_What this exercise asks_:
A - In the case summary, who appeared for the appellee?
B - Echo everything in the case summary from "Case ID: colo-app_21/html/0170-01.html" down to "the proper date.".

Case ID: colo-app_21/html/0170-01.html
Source: Caselaw Access Project
Author: {"author": "\n      Per Curiam.\n    ", "license": "Public Domain", "url": "https://static.case.law/"}
Date Created: 2024-08-24T03:29:51.129683

[No. 3380.]
    Dalander v. Karr.
    1. Tax Title — Void Deed — Limitation. A tax deed void on its face does not set in motion the five year limitation.
    2. - Certificate of Sale to County — Date. The certificate of purchase issued to the county for land struck off to it at the tax sale must be dated as of the day of the sale. In construing a treasurer’s deed made to the assignee of the certificate, but--which fails to disclose the date thereof, the court will presume that it bore the proper date.
    
      Appeal from Washington District Court. Hon. H. P. Burke, Judge.
    Mr. August Muntzing, Mr. Egbert More, for appellant.
    Mr. John F. Mail, for appellee.
   Per Curiam.

_Information given_:

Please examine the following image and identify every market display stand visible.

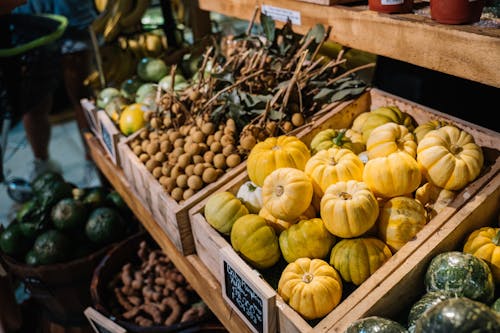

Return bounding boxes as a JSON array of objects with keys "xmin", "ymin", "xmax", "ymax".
[
  {"xmin": 199, "ymin": 0, "xmax": 500, "ymax": 88},
  {"xmin": 85, "ymin": 133, "xmax": 250, "ymax": 332}
]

_Results in order_:
A - Mr. John F. Mail.

B -
Case ID: colo-app_21/html/0170-01.html
Source: Caselaw Access Project
Author: {"author": "\n      Per Curiam.\n    ", "license": "Public Domain", "url": "https://static.case.law/"}
Date Created: 2024-08-24T03:29:51.129683

[No. 3380.]
    Dalander v. Karr.
    1. Tax Title — Void Deed — Limitation. A tax deed void on its face does not set in motion the five year limitation.
    2. - Certificate of Sale to County — Date. The certificate of purchase issued to the county for land struck off to it at the tax sale must be dated as of the day of the sale. In construing a treasurer’s deed made to the assignee of the certificate, but--which fails to disclose the date thereof, the court will presume that it bore the proper date.